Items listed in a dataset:
# # #

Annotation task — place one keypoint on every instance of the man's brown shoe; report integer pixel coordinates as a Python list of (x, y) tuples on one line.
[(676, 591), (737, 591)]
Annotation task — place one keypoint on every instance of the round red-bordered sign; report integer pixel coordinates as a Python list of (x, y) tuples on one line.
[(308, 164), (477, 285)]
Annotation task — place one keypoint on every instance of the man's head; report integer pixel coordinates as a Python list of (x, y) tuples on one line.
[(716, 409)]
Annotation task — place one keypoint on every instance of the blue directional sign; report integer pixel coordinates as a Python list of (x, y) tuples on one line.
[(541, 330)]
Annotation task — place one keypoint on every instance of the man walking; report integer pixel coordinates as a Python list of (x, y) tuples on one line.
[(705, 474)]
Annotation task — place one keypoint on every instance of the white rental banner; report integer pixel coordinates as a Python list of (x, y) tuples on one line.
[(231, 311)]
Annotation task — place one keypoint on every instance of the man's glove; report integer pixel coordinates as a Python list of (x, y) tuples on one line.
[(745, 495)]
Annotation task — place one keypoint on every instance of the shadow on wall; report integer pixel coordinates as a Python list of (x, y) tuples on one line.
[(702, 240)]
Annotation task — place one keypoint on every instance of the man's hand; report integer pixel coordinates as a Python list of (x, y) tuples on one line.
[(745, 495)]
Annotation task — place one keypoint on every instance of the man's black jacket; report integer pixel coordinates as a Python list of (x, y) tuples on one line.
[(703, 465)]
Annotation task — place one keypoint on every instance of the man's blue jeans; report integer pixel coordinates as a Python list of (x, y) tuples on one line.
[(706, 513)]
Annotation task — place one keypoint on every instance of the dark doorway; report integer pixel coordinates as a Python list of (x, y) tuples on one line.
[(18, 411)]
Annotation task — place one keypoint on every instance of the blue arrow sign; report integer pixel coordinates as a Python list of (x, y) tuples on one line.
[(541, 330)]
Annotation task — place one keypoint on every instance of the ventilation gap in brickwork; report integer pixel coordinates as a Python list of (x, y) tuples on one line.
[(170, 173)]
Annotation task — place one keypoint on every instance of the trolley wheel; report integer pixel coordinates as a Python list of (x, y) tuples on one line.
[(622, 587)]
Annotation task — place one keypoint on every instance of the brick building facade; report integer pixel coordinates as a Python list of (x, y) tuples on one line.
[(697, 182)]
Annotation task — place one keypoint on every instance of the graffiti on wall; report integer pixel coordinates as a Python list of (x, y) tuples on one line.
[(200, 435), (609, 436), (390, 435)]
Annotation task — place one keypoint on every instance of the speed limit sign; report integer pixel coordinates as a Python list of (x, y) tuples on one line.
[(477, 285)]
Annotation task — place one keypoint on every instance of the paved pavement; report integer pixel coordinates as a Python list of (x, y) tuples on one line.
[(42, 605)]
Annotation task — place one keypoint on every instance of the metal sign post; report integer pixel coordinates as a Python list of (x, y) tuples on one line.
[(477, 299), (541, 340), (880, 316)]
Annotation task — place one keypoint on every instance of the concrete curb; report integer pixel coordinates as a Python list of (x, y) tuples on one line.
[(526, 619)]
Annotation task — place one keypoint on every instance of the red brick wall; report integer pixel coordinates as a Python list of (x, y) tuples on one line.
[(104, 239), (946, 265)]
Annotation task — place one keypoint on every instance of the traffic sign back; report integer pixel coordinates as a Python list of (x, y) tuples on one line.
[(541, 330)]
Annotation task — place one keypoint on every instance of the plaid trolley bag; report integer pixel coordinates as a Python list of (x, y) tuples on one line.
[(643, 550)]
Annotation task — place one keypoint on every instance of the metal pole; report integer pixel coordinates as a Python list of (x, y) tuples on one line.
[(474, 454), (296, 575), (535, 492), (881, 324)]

# # #

**Description of the task:** Write the entries out once more, exactly as they were given.

**Response to the task:**
Annotation task — place one keypoint on every instance of the man's brown shoe; report integer pixel coordinates as a Python list of (x, y) tuples on one line.
[(676, 591), (737, 591)]
Annotation task — place one keypoint on every instance of the round red-bordered sign; report integer pixel coordinates as a Python list of (x, y) tuples on one line.
[(308, 164), (477, 285)]
Annotation task — place one keypoint on every instance of the man's head; report integer pixel coordinates as a Python list of (x, y) tuples on one line.
[(716, 409)]
Annotation task — place one keypoint on every instance of the blue directional sign; report integer pixel coordinates as a Python list of (x, y) tuples on one line.
[(541, 330)]
Annotation task — place one keypoint on every instance of the man walking; report integer pixel coordinates as a Python list of (x, y) tuples on one line.
[(705, 474)]
Annotation task — place one keypoint on every instance of the white rental banner; report integer pixel coordinates as a Python list of (x, y) tuples on one line.
[(231, 311)]
Annotation task — place one keypoint on every instance of the man's glove; report integer pixel coordinates as a Python list of (x, y) tuples on one line.
[(745, 495)]
Annotation task — place one keypoint on every instance of the shadow on wall; report integer pixel coordinates as a Python list of (x, y) tuples on one line.
[(702, 240)]
Annotation task — place one keypoint on every instance of the man's hand; report integer pixel coordinates as a Python list of (x, y) tuples on one line.
[(745, 495)]
Annotation task — place one keypoint on every instance of the man's black jacket; report integer pixel coordinates as a Python list of (x, y) tuples on one line.
[(703, 465)]
Annotation task — place one keypoint on every instance of the man's blue jeans; report integer pixel coordinates as a Python list of (x, y) tuples on one line.
[(706, 513)]
Annotation task — place one keypoint on every instance of the dark doorway; report integer pixel coordinates as a Python list of (x, y) tuples on one line.
[(18, 411)]
Annotation task — place one keypoint on every instance of the blue arrow sign; report integer pixel coordinates as a Python list of (x, y) tuples on one line.
[(541, 330)]
Annotation task — place one keypoint on every instance of the ventilation gap in brickwork; report integer pixel coordinates as a Python list of (x, y) tuples on one line.
[(170, 173)]
Annotation task — place one keypoint on every instance of the trolley wheel; report integer pixel coordinates as a Python list of (x, y) tuples on one line.
[(622, 587)]
Annotation task — place one keypoint on every instance of the brick building facade; report integer pixel coordinates as a Python list of (x, y) tuples on one line.
[(697, 182)]
Annotation task — place one keypoint on every instance of the graffiti on wall; report integer pixel coordinates as a Python list of (x, y) tuples on one line.
[(200, 435), (609, 436), (390, 435)]
Annotation task — place one keypoint on every instance of the speed limit sign; report integer pixel coordinates as a Python list of (x, y) tuples on one line.
[(477, 285)]
Annotation task — place one keypoint on every instance of the paved pavement; report integer pixel coordinates as a Python list of (x, y) tuples on one line.
[(42, 605)]
Annotation task — place one keypoint on every instance of the metal sign post; report integer pixel coordinates as a Python list of (x, y) tuples on one line.
[(477, 299), (541, 340), (880, 316)]
Annotation task — place one keypoint on every instance of the concrete curb; report integer pixel coordinates as a Python list of (x, y) tuples on one line.
[(526, 619)]
Annotation task — place one keypoint on every instance of the red brick wall; report integer pixel coordinates as a Python list of (x, y) tuples on one line.
[(104, 239), (946, 265)]
Annotation task — place one keypoint on every instance of the traffic sign back; report integer pixel coordinates as a Python list of (x, y) tuples on one line.
[(541, 330)]
Annotation task — place one keypoint on every instance of the plaid trolley bag; report integer pixel coordinates as a Python list of (x, y) tuples on one line.
[(643, 550)]
Annotation task — place one keypoint on every instance of the metal pole; report integer pixel coordinates as a Python list of (x, y) tuples on one line.
[(474, 454), (296, 575), (535, 492), (881, 324)]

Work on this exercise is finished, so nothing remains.